Pick up the passage on research into sharing on Twitter right after its last sentence and continue it in the same style.

Text block:
= = =

As Derek Thompson of The Atlantic pointed out in a February 2015 post, the click-through rate for links shared on Twitter can be shockingly low, and little Web traffic is typically yielded by publishing sites, despite the superficial appearance of a frenzy of viral activity throughout Twitter’s ecosystem.

Likewise, in a first-of-its-kind big data study on the dynamics of Twitter — a 2014 paper titled “The Structural Virality of Online Diffusion” — Stanford’s Sharad Goel and Ashton Anderson and Microsoft Research’s Jake Hofman and Duncan J. Watts come to similar conclusions. After analyzing 1 billion links (news, images, videos, petitions) shared on the microblogging site, they find that only 1 of out every 3,000 produced a “large event,” or a sharing phenomenon that reached 100 additional persons beyond the seed node. Truly viral events — many multiple generations of sharing and several thousand adoptions at least — occurred only about once in a million instances. News content in particular did not do as well as other types of content, a phenomenon that Watts has said may be due to the fact that major network “hubs” with large audiences — “influencers,” as it were — on Twitter are not typically interested in news:

Of course, Twitter, Facebook and other online platforms also guage activity through softer analytics measures such as “impressions” — how many times content is served up in others’ feeds, and therefore may generate ambient awareness among viewers. (For Twitter, dividing the overall number of impressions by the number of clicks, shares, favorites, follows and other direct forms of content-related activity yields the “engagement rate.”)

All of this feeds into longstanding questions about how to best promote “diffusion” of everything from information to products; it is part of a vast body of marketing, economics and social science research that goes back many decades to pioneers such as Frank Bass and Everett Rogers, who both examined early adoption dynamics and diffusion models — and whose collective work has been subsequently cited tens of thousands of times. This research is complemented by an emerging field of computational social science research that is providing new insights into the digital world.

For example, a 2013 study from researchers at Stanford University on images shared on Reddit suggested that key factors for promoting sharing behavior include having the right titles, targeting the right community and posting at the right time. Further, a 2014 paper from the annual meeting of the Association for Computational Linguistics (ACL), “The Effect of Wording on Message Propagation: Topic- and Author-controlled Natural Experiments on Twitter,” offers some empirically based tips for publishers looking to hone their messages. The authors, Chenhao Tan and Lillian Lee of Cornell University and Google’s Bo Pang, take advantage of the fact that tweet authors sometimes share the same link multiple times with different wording. An example from their study’s associated website is as follows:

Retweeted More website

Such comparisons allow the researchers to isolate the wording itself as the primary variable or factor in producing engagement effects (they also try to control for differences in the time window of sharing). They computationally analyze thousands of tweets to determine which word patterns were most successful in spreading messages.

The study’s findings include:

  • Making a direct appeal for others to share appeared to help. This could be seen with messages that included specific calls to action such as “rt,” “retweet,” “please,” “spread,” “pls” and “plz.”

= = =

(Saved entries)

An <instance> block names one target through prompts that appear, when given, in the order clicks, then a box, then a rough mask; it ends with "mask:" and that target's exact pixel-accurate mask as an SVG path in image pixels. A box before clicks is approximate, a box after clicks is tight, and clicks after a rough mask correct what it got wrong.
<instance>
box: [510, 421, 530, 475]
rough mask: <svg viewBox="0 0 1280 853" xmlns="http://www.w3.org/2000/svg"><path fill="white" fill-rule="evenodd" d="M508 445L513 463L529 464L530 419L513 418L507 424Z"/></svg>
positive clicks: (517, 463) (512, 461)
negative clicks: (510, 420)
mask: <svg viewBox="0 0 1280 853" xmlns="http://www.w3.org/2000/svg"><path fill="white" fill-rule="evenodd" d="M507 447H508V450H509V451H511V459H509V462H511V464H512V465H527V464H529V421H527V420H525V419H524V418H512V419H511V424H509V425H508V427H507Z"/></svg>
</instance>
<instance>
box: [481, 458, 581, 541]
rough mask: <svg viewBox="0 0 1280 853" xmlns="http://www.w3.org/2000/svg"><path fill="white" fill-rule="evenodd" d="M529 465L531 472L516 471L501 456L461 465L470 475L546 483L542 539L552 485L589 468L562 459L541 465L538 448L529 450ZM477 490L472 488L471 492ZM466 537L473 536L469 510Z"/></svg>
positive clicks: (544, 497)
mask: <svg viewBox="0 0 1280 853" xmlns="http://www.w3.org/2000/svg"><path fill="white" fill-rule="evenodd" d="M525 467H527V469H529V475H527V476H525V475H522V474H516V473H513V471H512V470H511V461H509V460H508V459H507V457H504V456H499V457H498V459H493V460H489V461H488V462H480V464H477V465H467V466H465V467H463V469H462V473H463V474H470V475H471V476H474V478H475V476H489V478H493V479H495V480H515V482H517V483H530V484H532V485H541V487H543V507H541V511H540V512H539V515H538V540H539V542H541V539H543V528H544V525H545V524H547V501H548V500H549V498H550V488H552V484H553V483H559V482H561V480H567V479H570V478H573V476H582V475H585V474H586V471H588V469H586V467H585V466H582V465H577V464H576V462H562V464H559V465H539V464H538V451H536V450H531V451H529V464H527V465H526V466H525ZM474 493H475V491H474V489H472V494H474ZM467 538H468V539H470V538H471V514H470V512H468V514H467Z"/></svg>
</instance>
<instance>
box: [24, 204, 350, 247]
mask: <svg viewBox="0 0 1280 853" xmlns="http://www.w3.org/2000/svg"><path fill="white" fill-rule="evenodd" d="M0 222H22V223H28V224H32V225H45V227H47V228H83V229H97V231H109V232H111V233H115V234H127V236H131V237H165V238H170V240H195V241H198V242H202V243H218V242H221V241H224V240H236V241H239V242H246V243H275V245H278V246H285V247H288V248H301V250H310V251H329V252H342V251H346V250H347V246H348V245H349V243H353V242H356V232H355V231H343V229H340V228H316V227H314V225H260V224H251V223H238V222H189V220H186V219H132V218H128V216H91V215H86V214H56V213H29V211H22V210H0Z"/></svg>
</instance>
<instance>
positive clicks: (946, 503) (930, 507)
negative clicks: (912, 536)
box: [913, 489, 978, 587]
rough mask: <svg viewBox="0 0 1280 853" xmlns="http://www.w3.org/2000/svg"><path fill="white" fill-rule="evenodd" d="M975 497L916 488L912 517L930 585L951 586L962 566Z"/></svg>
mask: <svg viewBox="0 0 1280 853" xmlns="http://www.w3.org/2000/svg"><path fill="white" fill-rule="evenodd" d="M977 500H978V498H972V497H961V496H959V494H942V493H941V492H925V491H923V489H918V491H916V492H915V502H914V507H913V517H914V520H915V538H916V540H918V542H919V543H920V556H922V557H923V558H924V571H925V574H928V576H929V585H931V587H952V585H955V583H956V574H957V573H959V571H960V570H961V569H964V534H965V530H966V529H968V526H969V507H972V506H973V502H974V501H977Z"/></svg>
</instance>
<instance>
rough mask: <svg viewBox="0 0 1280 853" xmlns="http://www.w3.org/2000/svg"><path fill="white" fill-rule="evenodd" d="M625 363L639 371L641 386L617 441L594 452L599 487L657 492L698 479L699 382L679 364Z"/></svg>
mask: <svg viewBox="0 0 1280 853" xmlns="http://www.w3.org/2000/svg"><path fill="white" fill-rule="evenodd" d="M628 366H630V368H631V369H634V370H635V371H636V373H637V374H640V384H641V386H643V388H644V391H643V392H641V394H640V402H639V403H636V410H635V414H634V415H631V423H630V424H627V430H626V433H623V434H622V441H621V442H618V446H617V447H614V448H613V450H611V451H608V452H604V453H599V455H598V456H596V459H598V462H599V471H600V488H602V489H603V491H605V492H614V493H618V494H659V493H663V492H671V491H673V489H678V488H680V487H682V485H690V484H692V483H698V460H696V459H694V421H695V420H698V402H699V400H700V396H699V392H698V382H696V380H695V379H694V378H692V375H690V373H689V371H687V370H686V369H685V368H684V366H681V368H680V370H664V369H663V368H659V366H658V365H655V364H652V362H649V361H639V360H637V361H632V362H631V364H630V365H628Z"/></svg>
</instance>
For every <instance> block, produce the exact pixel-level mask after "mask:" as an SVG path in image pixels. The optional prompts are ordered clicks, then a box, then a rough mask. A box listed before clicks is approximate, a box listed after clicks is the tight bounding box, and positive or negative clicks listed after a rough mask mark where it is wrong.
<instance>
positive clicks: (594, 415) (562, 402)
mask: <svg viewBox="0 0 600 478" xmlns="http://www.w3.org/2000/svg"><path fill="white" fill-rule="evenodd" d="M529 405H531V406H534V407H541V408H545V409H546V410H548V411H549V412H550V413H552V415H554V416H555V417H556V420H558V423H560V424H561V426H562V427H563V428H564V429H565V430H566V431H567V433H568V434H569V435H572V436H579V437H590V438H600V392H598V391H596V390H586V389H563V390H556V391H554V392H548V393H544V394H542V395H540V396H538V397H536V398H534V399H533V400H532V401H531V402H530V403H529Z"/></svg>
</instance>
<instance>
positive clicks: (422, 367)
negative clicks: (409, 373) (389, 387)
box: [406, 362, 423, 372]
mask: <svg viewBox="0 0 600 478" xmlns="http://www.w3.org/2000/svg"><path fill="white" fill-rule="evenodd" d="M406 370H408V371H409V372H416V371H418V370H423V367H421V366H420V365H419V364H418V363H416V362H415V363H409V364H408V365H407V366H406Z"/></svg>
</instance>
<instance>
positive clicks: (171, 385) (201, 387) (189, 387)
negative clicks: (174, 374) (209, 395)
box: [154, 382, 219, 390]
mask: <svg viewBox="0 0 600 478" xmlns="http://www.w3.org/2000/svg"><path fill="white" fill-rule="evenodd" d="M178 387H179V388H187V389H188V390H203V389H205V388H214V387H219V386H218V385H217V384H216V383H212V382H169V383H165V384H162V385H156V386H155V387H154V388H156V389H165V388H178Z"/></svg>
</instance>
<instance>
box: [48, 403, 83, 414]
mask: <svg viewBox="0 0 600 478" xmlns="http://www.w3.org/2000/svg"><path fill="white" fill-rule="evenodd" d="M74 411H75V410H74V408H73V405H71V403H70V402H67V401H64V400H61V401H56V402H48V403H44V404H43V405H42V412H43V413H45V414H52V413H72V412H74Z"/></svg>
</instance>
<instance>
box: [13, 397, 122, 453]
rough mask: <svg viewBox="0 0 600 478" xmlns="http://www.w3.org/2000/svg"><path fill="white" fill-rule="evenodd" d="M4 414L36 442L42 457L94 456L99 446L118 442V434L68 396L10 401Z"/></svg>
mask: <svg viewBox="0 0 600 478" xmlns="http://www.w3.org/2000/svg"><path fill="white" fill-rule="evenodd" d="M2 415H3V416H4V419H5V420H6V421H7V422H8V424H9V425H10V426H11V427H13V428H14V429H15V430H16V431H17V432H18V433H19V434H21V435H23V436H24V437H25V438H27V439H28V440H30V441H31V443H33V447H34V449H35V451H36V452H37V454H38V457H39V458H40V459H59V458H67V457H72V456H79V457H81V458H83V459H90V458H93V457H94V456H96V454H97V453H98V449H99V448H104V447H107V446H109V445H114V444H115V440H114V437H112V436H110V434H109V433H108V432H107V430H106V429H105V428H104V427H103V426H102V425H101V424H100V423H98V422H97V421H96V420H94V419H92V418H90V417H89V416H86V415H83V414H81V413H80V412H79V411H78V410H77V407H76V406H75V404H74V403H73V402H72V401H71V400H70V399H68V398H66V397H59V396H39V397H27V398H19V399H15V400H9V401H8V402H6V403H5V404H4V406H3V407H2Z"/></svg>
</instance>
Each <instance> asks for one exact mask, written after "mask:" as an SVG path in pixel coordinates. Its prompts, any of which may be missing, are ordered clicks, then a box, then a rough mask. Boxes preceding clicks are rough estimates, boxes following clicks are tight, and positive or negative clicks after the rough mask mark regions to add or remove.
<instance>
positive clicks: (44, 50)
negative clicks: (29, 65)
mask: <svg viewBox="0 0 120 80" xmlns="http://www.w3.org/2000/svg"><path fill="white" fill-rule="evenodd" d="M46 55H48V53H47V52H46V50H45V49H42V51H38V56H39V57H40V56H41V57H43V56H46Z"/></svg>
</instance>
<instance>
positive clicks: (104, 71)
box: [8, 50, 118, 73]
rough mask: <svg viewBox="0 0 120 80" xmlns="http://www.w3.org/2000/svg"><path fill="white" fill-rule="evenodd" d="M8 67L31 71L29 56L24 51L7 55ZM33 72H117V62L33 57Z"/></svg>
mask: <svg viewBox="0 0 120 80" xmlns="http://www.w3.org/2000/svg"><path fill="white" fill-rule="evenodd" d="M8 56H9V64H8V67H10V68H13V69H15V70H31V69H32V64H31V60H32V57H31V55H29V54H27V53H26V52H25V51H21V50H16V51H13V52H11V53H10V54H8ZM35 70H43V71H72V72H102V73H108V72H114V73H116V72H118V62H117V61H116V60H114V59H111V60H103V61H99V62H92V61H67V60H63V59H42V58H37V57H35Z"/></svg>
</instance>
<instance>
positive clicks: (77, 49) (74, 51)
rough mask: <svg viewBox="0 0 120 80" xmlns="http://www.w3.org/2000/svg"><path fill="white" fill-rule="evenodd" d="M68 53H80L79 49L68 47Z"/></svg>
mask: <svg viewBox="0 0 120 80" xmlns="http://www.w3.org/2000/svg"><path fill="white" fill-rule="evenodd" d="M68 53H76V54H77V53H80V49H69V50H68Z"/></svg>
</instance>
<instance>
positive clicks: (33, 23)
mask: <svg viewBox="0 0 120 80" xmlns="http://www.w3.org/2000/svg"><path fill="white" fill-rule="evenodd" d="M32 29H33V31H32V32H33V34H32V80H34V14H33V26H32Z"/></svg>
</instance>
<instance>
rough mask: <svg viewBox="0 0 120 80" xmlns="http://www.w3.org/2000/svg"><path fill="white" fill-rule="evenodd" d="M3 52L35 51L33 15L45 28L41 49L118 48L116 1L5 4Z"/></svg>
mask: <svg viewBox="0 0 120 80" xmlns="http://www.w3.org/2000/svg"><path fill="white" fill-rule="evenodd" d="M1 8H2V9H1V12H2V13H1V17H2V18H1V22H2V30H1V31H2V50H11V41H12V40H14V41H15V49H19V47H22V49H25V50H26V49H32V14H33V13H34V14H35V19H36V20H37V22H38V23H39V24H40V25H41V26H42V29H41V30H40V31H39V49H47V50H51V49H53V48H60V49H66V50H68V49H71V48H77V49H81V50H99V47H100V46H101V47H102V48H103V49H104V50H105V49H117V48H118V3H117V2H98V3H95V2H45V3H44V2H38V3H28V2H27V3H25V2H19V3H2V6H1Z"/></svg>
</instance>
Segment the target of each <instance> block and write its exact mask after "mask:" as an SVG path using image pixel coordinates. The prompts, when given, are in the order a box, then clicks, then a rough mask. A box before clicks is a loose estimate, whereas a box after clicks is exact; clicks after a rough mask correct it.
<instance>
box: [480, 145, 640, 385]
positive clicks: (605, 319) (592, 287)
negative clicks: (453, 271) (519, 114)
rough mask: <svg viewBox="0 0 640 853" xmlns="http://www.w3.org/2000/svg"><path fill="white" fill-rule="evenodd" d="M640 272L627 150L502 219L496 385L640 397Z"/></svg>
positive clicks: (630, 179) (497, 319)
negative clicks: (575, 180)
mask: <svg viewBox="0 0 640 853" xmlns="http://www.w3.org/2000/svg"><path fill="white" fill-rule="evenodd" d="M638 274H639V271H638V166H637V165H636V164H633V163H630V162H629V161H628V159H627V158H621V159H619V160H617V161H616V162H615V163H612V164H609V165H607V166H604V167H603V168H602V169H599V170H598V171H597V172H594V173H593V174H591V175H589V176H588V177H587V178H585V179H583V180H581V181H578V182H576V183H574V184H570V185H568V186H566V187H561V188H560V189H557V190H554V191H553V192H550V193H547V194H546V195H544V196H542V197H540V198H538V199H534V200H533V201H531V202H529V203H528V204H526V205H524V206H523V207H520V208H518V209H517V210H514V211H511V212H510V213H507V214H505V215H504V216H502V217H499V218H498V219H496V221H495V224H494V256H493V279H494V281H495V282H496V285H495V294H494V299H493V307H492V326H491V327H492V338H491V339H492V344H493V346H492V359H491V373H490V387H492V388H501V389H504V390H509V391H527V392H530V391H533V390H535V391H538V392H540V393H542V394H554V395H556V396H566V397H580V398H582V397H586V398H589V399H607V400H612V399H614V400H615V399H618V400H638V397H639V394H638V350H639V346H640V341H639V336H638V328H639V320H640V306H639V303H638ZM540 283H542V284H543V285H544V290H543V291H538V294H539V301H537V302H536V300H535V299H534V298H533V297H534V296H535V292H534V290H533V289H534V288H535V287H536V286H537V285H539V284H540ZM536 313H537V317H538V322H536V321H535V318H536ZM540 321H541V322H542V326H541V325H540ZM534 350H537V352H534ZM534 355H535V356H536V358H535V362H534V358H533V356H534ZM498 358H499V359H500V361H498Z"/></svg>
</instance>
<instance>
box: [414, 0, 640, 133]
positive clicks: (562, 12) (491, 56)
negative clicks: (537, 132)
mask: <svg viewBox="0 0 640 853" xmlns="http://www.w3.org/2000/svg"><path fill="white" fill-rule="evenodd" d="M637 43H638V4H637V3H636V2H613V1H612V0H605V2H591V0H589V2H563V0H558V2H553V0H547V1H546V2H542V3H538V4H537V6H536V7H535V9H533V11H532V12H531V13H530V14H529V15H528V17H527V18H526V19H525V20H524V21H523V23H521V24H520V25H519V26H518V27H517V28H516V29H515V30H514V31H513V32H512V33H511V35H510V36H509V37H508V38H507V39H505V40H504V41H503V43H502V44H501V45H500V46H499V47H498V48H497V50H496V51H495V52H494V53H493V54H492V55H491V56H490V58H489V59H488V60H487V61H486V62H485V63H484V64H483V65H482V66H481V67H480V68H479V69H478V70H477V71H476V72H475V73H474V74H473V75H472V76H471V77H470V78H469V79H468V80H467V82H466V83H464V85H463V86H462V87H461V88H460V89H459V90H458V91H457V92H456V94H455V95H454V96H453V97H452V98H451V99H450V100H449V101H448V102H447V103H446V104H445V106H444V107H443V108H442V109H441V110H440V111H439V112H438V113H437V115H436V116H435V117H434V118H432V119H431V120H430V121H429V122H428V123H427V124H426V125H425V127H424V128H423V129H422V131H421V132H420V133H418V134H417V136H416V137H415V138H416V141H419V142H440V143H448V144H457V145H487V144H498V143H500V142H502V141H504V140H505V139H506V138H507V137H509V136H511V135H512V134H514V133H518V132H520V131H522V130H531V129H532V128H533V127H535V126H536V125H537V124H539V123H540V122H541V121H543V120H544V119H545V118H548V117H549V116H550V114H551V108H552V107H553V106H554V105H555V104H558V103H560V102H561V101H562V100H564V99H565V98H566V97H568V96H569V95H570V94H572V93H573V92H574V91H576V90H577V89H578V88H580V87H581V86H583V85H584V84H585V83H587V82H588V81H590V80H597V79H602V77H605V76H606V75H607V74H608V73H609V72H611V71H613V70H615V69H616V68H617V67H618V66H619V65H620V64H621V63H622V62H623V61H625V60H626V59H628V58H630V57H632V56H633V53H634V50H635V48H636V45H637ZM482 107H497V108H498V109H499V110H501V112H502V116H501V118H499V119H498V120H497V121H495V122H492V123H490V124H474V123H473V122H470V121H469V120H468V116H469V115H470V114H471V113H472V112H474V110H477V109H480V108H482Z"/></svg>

= = =

Answer section:
  • Longer, more informative tweets were generally more successful. Likewise, messages that employed words commonly used in the target community were helpful: “Although distinctive messages may attract attention, messages that conform to expectations might be more easily accepted and therefore shared.”
  • Messages that imitated news headline style were more successful. The use of negative and positive words also seems to encourage retweets.
  • The use of Twitter handles and second-person pronouns — “you” or “your” — in tweets do not necessarily increase sharing rates.
  • Keeping vocabulary relatively simple can also help, as can the use of generalizations that have wide applicability.

The paper concludes that “helpful wording heuristics include adding more information, making one’s language align with both community norms and with one’s prior messages, and mimicking news headlines.” The researchers created a site where you can test your ability to judge which types of wording might attract the most shares: https://chenhaot.com/retweetedmore/quiz.

Related research: Among the chief centers of leading research activity in this area are the Microsoft Research and Facebook data science teams. A 2014 study from the Pew Research Center, “Mapping Twitter Topic Networks: From Polarized Crowds to Community Clusters,” identifies six basic “archetypes” of Twitter conversation. These include “polarized crowd” dynamics, whereby a liberal and conservative cluster are talking past one another on the same subject; old-fashioned “hub and spoke” dynamics, or “broadcast networks,”; “support” networks that form around customer complaints; “tight crowds” involving niche interests, hobbies and professional groups; and “brand clusters.” Because Twitter is a relatively open platform that lends itself to large-scale research, a huge volume of scholarship about it continues to be produced. Check out the Journalist’s Resource library for more studies.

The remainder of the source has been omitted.